(Dataset entries)
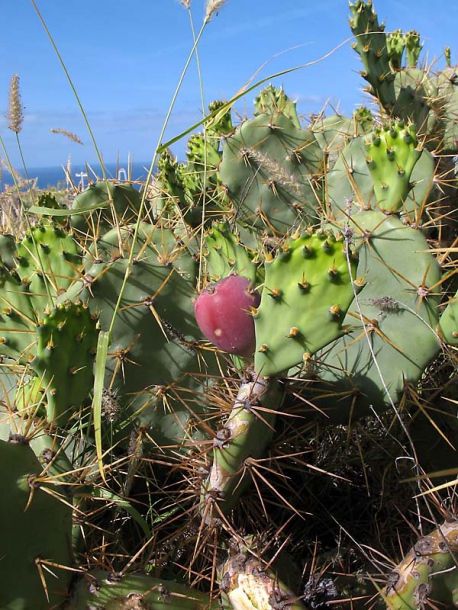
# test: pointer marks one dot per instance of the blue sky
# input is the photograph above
(125, 58)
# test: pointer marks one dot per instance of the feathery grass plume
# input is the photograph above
(73, 137)
(15, 115)
(212, 7)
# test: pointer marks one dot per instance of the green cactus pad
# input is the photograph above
(119, 205)
(270, 168)
(67, 341)
(225, 254)
(399, 306)
(47, 259)
(306, 294)
(273, 101)
(35, 529)
(154, 351)
(371, 45)
(17, 318)
(392, 152)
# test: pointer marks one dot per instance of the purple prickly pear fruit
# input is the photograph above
(223, 314)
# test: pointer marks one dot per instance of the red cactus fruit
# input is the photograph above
(222, 313)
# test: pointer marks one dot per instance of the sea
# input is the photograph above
(81, 174)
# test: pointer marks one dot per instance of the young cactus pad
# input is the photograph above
(392, 152)
(307, 291)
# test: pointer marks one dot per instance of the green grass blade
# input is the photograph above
(100, 360)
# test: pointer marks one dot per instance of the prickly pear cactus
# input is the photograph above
(270, 169)
(427, 574)
(393, 319)
(100, 590)
(115, 204)
(308, 288)
(392, 153)
(154, 347)
(65, 354)
(35, 533)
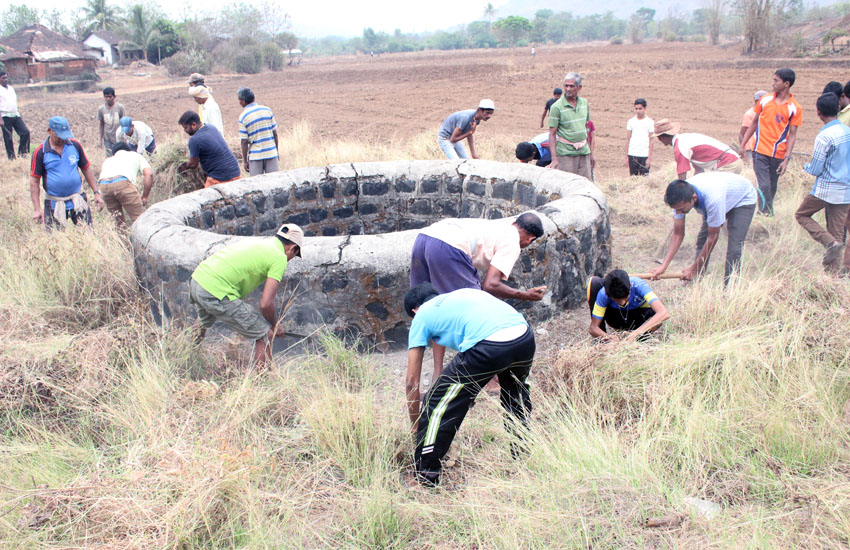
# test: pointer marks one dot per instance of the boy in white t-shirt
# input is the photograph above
(639, 130)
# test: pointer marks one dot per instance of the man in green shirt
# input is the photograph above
(568, 118)
(221, 281)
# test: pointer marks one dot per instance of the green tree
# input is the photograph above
(100, 16)
(513, 28)
(489, 13)
(18, 16)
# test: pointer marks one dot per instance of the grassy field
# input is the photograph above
(115, 433)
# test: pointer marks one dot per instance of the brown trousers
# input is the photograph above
(836, 221)
(120, 196)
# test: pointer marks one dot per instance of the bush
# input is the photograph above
(272, 56)
(249, 60)
(186, 62)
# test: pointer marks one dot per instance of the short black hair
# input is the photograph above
(245, 94)
(417, 296)
(678, 191)
(833, 88)
(786, 75)
(121, 146)
(189, 117)
(827, 104)
(526, 151)
(530, 223)
(617, 284)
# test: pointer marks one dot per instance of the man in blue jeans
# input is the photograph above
(461, 125)
(492, 339)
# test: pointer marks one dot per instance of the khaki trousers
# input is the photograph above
(120, 196)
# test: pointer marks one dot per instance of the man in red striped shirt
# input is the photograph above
(697, 151)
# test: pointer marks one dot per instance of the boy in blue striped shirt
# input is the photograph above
(830, 165)
(258, 135)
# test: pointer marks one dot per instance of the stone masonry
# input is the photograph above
(360, 221)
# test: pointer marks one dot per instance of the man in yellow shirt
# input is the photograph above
(221, 282)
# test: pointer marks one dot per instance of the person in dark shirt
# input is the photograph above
(556, 95)
(209, 150)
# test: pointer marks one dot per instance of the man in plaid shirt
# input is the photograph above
(830, 165)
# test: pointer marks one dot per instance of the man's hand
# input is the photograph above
(782, 166)
(689, 272)
(536, 294)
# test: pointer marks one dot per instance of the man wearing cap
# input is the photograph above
(556, 95)
(208, 109)
(118, 182)
(109, 117)
(703, 153)
(55, 164)
(10, 119)
(568, 136)
(449, 255)
(536, 149)
(461, 125)
(746, 122)
(208, 150)
(221, 282)
(257, 134)
(138, 134)
(778, 115)
(721, 198)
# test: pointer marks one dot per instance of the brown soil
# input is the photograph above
(395, 97)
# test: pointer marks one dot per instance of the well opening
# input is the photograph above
(361, 220)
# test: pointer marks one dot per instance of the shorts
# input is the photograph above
(237, 314)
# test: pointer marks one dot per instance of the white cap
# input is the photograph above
(487, 104)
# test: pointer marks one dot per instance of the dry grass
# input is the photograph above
(117, 434)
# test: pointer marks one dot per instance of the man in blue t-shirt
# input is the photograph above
(536, 149)
(491, 338)
(56, 165)
(625, 303)
(208, 148)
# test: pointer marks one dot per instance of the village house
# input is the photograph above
(37, 53)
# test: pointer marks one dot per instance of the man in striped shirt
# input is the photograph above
(258, 132)
(830, 165)
(778, 116)
(720, 197)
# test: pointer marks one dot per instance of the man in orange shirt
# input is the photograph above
(778, 116)
(749, 116)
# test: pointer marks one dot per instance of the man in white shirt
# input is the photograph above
(208, 109)
(639, 130)
(11, 120)
(138, 134)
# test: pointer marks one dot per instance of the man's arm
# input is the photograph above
(792, 139)
(691, 271)
(35, 194)
(148, 185)
(493, 284)
(661, 315)
(675, 242)
(553, 147)
(245, 146)
(88, 173)
(414, 371)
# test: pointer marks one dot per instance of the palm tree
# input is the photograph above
(99, 15)
(489, 13)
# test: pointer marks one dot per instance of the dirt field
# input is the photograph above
(395, 97)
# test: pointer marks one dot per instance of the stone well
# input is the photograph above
(360, 221)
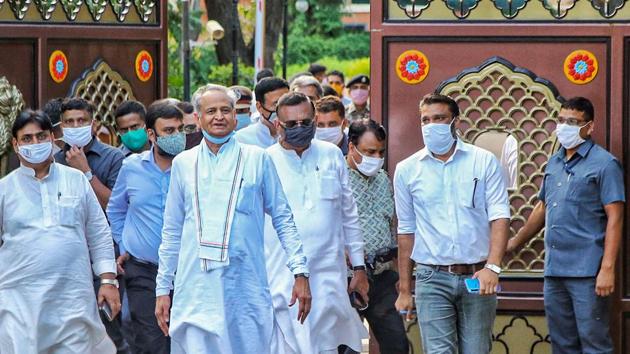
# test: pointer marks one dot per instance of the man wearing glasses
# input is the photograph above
(52, 232)
(314, 177)
(99, 163)
(135, 212)
(581, 204)
(264, 133)
(453, 217)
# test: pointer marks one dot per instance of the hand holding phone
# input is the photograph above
(356, 300)
(106, 311)
(472, 286)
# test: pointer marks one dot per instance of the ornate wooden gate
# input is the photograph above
(105, 51)
(509, 63)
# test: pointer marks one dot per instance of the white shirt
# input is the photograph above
(448, 205)
(228, 309)
(256, 134)
(318, 191)
(51, 230)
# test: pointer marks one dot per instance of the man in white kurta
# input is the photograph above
(223, 306)
(314, 177)
(51, 228)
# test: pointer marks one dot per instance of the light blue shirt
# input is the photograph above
(575, 193)
(136, 206)
(448, 206)
(228, 309)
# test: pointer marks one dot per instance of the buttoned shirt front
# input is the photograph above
(136, 206)
(575, 193)
(448, 206)
(375, 203)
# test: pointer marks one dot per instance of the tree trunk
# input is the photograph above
(273, 30)
(221, 11)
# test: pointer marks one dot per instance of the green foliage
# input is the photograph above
(319, 33)
(202, 59)
(349, 45)
(349, 68)
(222, 75)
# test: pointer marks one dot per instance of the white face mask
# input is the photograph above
(36, 153)
(569, 135)
(332, 135)
(438, 137)
(369, 166)
(78, 137)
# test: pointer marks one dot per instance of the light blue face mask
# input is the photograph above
(438, 137)
(242, 120)
(217, 140)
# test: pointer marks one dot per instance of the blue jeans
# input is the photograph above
(452, 320)
(578, 319)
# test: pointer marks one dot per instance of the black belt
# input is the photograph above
(140, 261)
(459, 269)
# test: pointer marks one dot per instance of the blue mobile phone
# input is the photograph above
(472, 285)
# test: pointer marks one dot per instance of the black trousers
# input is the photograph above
(114, 328)
(385, 322)
(140, 282)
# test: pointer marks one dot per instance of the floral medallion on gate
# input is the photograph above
(580, 67)
(58, 66)
(412, 67)
(144, 66)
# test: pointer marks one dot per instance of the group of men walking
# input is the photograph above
(239, 238)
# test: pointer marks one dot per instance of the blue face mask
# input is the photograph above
(438, 137)
(171, 145)
(216, 140)
(242, 120)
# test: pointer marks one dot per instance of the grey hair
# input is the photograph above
(212, 87)
(304, 81)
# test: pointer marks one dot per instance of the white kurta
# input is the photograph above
(325, 213)
(229, 309)
(50, 231)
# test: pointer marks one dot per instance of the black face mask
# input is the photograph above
(299, 136)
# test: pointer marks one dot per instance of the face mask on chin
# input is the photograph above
(36, 153)
(369, 166)
(78, 137)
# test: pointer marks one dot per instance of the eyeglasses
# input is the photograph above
(293, 123)
(571, 121)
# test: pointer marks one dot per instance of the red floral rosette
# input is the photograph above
(58, 66)
(412, 67)
(144, 66)
(580, 67)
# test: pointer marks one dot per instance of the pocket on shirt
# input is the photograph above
(329, 187)
(473, 192)
(246, 199)
(68, 210)
(583, 189)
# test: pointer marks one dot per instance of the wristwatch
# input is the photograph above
(113, 282)
(493, 267)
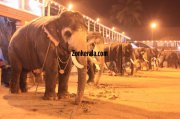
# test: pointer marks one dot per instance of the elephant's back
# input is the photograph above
(23, 43)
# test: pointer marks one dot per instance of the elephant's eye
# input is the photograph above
(68, 34)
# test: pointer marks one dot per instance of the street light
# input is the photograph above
(70, 6)
(97, 20)
(153, 27)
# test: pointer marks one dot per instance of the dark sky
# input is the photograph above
(166, 12)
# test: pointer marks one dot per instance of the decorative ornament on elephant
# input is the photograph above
(96, 44)
(121, 54)
(47, 43)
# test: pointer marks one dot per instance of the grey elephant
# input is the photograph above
(47, 43)
(121, 55)
(95, 42)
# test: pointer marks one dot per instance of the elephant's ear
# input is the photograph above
(50, 28)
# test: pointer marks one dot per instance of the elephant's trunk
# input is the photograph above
(76, 63)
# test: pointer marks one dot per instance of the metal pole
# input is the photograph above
(88, 24)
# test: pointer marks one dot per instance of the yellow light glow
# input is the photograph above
(153, 25)
(97, 20)
(12, 3)
(70, 6)
(35, 7)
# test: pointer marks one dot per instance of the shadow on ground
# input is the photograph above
(89, 109)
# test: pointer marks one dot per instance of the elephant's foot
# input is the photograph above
(14, 88)
(24, 90)
(90, 82)
(66, 95)
(79, 98)
(50, 97)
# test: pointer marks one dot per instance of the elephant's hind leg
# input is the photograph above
(51, 76)
(63, 82)
(16, 71)
(23, 81)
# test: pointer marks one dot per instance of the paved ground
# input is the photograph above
(146, 95)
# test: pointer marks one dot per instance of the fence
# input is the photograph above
(47, 7)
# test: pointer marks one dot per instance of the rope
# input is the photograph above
(43, 64)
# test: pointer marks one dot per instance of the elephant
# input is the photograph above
(146, 57)
(96, 42)
(171, 57)
(46, 43)
(120, 54)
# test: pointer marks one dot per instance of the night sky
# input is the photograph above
(166, 12)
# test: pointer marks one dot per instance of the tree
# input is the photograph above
(127, 13)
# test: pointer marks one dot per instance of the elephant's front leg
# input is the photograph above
(23, 81)
(63, 81)
(51, 76)
(81, 79)
(91, 72)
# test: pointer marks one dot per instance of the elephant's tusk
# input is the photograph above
(132, 61)
(76, 63)
(51, 38)
(95, 62)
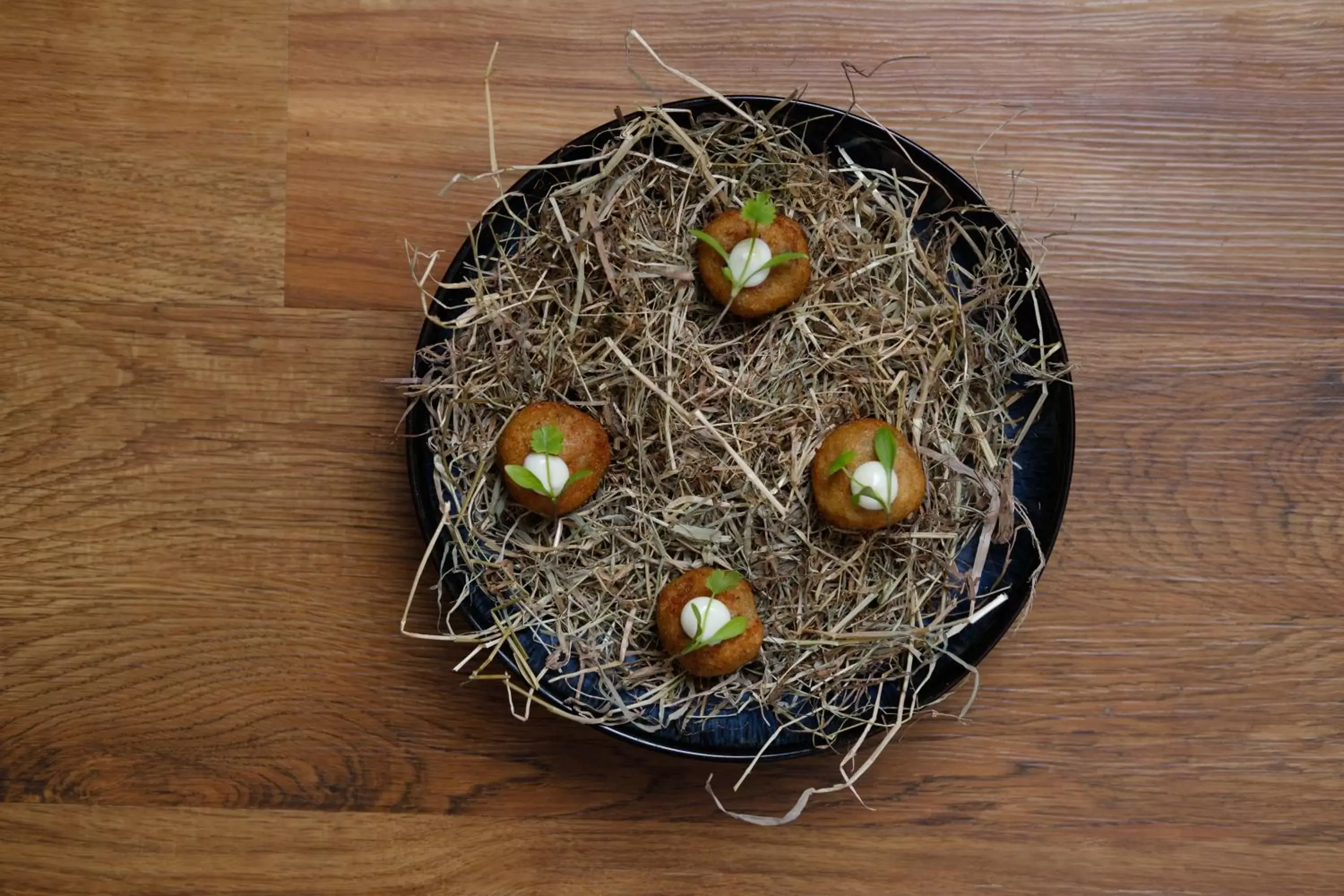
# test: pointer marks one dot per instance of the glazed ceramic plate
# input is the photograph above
(1041, 481)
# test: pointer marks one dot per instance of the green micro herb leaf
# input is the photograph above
(869, 492)
(730, 629)
(547, 440)
(760, 211)
(840, 462)
(885, 447)
(526, 478)
(711, 242)
(780, 260)
(721, 581)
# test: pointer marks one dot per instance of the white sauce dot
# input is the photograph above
(750, 256)
(717, 618)
(875, 477)
(550, 469)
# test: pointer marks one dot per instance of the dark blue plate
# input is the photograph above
(1041, 481)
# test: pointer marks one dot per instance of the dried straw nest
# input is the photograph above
(714, 422)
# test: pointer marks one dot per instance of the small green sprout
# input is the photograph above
(718, 582)
(546, 440)
(840, 462)
(760, 213)
(885, 447)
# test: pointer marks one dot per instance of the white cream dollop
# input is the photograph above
(750, 256)
(553, 472)
(874, 476)
(714, 612)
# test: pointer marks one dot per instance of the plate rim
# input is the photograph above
(424, 493)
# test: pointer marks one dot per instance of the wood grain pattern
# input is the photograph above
(142, 151)
(206, 534)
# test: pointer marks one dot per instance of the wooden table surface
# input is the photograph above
(206, 532)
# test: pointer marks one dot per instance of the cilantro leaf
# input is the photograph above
(840, 462)
(758, 210)
(547, 440)
(885, 447)
(711, 242)
(526, 478)
(779, 260)
(867, 492)
(721, 581)
(730, 629)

- _INSTRUCTIONS FOR THE TASK_: Write out the lines above from the one containing "# test: pointer marks one dot per instance of the dried" through the last, exactly as they are.

- _OUTPUT BELOW_:
# test: pointer marks one dot per instance of the dried straw nest
# input is the photograph above
(714, 422)
# test: pointer marks one dot per instance of the small green sprout
# input is the photograph above
(718, 582)
(546, 440)
(840, 462)
(760, 213)
(885, 447)
# test: pointer marks one dot per instance of the white cream dollop
# input is the photograph above
(750, 256)
(553, 472)
(874, 476)
(714, 612)
# test: pointer marks one dot per instance of the plate rim
# input is the photograph above
(424, 493)
# test: pointer marks one dot per instance of the wood grain pattern
# input is the photograph above
(142, 151)
(206, 534)
# test: pointer marks one dot per instance of the wooden table surface
# input is the photograph above
(206, 532)
# test: pointer marks one dot per instance of the cilantro leaf
# input is the photograph above
(840, 462)
(758, 210)
(547, 440)
(885, 447)
(711, 242)
(526, 478)
(779, 260)
(867, 492)
(721, 581)
(730, 629)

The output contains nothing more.